Locate every line in the rows that contains the word "toilet", and copy each of those lines.

Start Excerpted records

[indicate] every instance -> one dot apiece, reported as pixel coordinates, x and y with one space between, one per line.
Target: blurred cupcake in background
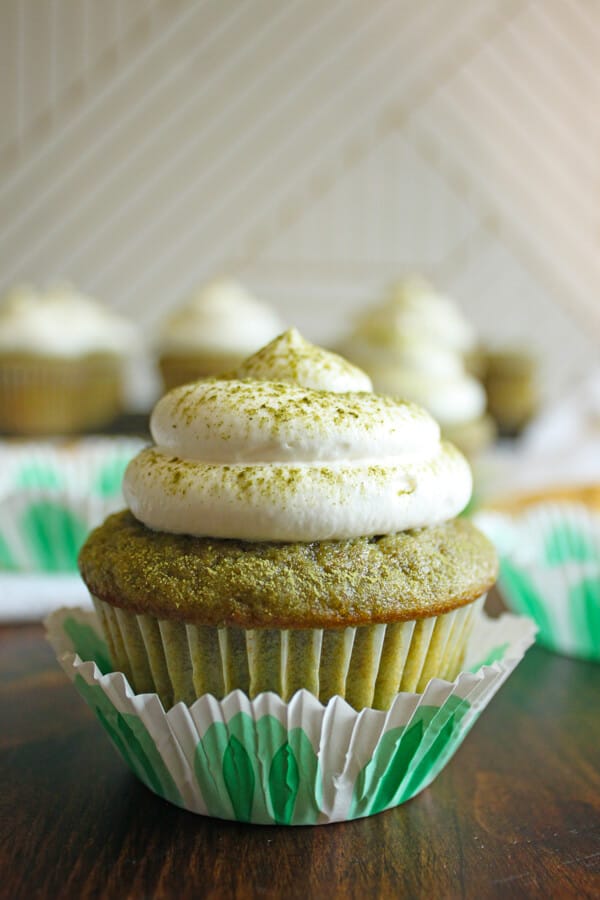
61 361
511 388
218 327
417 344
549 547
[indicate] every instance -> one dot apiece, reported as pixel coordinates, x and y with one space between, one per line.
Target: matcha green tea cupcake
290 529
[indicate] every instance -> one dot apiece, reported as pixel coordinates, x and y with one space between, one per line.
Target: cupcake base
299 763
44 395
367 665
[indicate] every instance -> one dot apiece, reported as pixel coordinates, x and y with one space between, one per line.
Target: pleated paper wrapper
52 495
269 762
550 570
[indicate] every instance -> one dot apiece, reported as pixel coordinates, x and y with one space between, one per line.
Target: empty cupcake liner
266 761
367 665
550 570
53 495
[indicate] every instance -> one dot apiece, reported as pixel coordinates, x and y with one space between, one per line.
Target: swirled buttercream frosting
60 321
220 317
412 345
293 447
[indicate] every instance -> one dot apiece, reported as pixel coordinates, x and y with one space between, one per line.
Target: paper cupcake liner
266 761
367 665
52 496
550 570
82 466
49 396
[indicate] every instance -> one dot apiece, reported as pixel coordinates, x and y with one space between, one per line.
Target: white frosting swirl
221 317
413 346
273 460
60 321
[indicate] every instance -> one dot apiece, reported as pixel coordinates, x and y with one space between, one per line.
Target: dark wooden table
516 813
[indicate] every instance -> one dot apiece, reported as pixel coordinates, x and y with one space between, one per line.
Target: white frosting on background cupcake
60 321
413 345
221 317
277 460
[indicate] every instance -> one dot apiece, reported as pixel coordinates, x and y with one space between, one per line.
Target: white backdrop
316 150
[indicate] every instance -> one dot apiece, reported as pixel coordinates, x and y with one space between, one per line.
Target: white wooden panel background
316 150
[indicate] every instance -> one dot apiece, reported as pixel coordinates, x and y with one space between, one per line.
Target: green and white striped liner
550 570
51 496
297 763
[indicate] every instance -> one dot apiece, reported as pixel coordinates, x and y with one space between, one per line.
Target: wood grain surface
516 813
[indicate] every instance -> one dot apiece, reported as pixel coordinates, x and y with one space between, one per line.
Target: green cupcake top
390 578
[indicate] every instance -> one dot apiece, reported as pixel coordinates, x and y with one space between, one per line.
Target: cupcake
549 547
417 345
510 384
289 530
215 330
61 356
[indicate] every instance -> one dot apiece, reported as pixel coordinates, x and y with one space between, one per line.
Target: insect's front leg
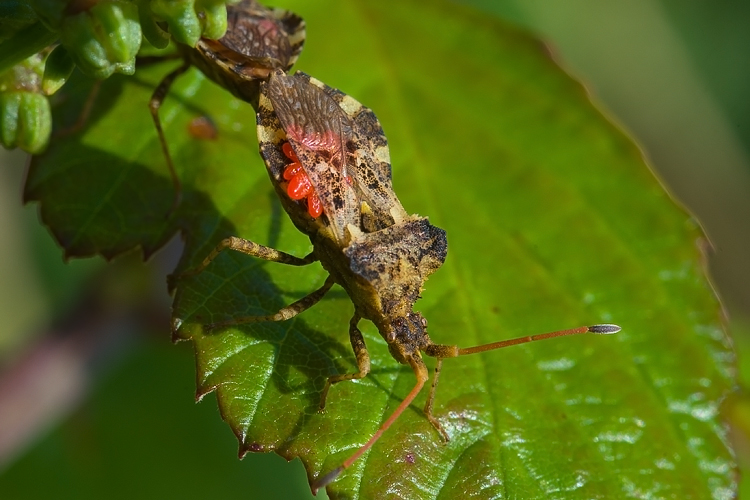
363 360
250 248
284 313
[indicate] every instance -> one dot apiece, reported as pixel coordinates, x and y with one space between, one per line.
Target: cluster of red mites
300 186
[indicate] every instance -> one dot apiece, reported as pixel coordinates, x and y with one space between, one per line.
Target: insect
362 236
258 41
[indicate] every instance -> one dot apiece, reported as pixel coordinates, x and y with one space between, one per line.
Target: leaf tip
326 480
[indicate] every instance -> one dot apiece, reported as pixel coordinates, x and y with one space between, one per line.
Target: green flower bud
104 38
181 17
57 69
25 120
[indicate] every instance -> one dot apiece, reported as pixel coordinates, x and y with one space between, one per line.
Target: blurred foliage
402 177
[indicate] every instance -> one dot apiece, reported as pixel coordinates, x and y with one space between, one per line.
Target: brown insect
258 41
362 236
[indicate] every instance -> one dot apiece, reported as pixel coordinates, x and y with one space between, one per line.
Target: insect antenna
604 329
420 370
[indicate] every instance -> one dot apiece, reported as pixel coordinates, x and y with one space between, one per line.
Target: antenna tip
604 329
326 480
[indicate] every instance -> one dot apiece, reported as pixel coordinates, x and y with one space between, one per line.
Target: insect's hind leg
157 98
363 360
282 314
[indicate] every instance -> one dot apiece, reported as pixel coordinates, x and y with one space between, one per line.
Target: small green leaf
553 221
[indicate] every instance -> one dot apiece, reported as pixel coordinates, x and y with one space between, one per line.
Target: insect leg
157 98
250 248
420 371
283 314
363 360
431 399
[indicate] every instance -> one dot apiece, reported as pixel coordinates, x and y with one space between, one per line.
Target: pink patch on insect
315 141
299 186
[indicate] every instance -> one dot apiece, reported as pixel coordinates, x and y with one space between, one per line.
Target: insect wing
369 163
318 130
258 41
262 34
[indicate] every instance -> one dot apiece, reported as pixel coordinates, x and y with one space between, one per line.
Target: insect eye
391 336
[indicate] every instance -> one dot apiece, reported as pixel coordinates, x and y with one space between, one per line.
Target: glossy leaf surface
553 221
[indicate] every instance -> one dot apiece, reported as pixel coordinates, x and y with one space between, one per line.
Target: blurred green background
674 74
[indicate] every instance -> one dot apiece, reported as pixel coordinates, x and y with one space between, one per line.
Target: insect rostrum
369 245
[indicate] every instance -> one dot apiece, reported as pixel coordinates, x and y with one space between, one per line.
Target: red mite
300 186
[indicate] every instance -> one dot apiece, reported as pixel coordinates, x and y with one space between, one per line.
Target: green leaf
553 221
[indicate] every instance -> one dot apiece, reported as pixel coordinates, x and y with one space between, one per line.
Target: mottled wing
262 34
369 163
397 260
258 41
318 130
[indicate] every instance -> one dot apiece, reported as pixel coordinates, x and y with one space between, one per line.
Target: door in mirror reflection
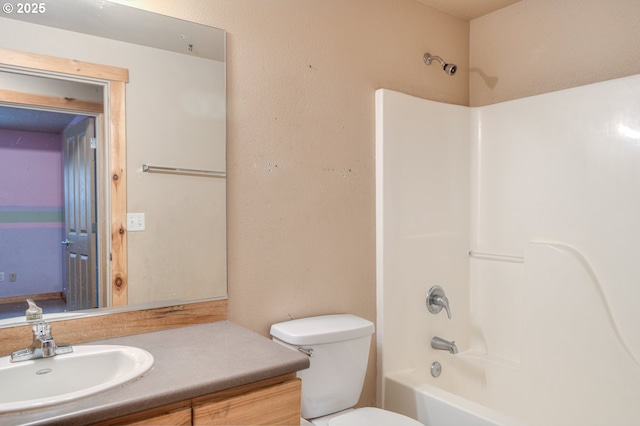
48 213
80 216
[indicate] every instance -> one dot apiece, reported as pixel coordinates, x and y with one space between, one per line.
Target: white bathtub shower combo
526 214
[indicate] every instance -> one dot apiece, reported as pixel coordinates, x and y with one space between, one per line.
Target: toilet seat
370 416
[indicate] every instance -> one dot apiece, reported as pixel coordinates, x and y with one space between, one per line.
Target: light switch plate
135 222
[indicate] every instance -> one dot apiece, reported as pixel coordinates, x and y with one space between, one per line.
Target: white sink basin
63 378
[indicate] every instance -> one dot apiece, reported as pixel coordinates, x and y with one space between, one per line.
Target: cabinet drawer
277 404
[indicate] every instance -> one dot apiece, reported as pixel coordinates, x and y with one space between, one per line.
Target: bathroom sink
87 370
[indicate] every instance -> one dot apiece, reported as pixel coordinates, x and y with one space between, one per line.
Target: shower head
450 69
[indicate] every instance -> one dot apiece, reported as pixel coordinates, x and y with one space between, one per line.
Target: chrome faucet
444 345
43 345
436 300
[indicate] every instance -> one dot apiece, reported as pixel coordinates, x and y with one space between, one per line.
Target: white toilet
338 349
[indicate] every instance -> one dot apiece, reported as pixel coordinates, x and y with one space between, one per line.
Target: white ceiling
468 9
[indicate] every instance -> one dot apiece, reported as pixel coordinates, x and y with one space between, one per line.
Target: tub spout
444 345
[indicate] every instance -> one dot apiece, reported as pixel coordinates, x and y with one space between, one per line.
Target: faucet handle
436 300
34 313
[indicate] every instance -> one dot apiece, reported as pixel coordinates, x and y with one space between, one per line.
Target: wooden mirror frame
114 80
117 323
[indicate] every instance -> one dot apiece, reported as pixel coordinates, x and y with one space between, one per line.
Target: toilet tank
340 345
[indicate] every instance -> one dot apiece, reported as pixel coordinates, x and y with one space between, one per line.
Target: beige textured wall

End Excerpted records
Start Excerpted records

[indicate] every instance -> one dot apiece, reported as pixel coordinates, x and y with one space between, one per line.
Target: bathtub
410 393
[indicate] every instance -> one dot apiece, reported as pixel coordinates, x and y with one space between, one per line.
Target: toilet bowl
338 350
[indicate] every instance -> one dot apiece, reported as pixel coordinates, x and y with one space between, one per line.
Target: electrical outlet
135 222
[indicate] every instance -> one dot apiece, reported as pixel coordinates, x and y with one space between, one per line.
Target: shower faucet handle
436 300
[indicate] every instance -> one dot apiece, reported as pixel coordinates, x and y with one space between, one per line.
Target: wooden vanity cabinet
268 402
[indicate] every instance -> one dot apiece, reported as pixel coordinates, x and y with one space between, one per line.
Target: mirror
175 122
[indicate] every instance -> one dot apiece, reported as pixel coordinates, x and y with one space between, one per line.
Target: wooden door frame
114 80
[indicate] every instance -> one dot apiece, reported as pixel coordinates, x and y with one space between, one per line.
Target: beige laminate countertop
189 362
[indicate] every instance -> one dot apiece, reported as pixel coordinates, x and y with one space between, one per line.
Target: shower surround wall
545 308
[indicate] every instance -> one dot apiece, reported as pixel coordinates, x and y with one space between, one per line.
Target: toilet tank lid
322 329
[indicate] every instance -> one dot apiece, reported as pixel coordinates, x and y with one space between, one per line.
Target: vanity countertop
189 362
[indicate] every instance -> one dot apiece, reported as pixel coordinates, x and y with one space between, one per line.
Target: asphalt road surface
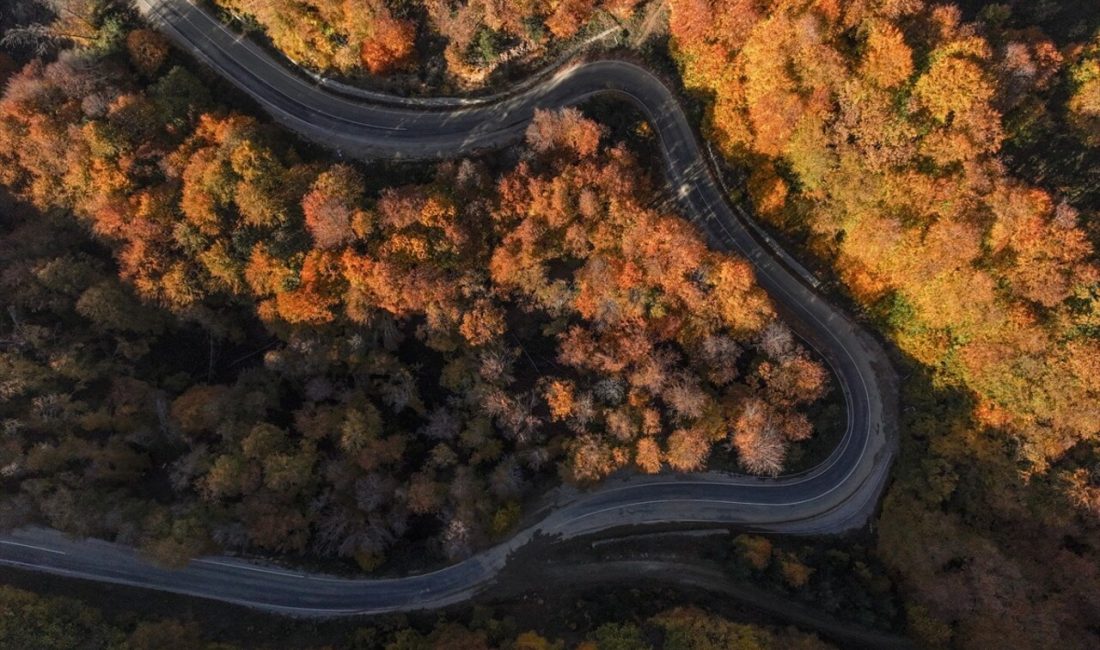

End Excerpted records

Response to this exercise
Target: toilet seat
Target: white toilet
Target: toilet tank
Target: toilet bowl
Target: toilet tank lid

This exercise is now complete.